Millions of Americans rely on the internet to answer questions about their own health. The public release of powerful artificial intelligence models like ChatGPT has only accelerated these trends.
In a large survey, more than half of American adults reported putting their own health information into a large language model (LLM). And there’s reason to believe these models might bring real value to these people, such as the case of a mother who, after seeing 17 physicians and receiving no diagnosis for her son with chronic pain, put MRI reports and additional history into ChatGPT. It returned a diagnosis of tethered cord syndrome, which was later confirmed — and operated on — by a neurosurgeon.
This story is not unique. Missed or delayed diagnoses harm patients every day. Each year, an estimated 795,000 Americans die or become permanently disabled from misdiagnoses. And these misdiagnoses are not exclusively rare “zebras” like tethered cord syndrome. Just 15 or so diseases, many of them common, like heart disease and breast cancer, account for half of serious harms. The sicker an individual, the higher the stakes — and the more common these errors become. In a recent study of people admitted to the hospital who were then transferred to an intensive care unit because their conditions got worse, 23% had a diagnostic error affecting their case; 17% of those errors caused severe harm or death.

(Natural-language region descriptions)

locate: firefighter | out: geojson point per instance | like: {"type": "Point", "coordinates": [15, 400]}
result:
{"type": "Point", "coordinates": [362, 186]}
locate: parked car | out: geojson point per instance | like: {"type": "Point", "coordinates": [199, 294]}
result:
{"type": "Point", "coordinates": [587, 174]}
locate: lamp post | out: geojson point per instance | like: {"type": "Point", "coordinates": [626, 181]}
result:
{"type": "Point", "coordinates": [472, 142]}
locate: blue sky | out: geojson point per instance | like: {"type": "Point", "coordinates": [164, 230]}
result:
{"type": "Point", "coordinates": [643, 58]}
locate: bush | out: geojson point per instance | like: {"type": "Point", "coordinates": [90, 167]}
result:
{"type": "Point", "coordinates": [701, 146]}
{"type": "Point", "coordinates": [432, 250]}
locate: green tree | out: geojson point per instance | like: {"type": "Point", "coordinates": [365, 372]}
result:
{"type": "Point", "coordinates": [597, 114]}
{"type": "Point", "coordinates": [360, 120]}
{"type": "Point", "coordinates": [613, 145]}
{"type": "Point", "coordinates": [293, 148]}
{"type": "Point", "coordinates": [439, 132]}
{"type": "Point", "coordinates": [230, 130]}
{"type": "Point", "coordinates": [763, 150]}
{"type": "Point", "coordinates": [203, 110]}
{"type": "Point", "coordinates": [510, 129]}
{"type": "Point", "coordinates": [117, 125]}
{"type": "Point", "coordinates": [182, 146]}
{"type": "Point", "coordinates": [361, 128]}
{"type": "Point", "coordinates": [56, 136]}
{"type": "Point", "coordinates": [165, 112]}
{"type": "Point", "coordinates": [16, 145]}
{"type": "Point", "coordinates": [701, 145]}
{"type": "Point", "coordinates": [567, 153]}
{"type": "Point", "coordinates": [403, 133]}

◆ **Description of the task**
Copy out the passage on AI and medical diagnosis from "Millions of Americans" up to and including "by a neurosurgeon.", swapping "physicians" for "doctors". None of the work here involves the rows.

◆ **Answer below**
Millions of Americans rely on the internet to answer questions about their own health. The public release of powerful artificial intelligence models like ChatGPT has only accelerated these trends.
In a large survey, more than half of American adults reported putting their own health information into a large language model (LLM). And there’s reason to believe these models might bring real value to these people, such as the case of a mother who, after seeing 17 doctors and receiving no diagnosis for her son with chronic pain, put MRI reports and additional history into ChatGPT. It returned a diagnosis of tethered cord syndrome, which was later confirmed — and operated on — by a neurosurgeon.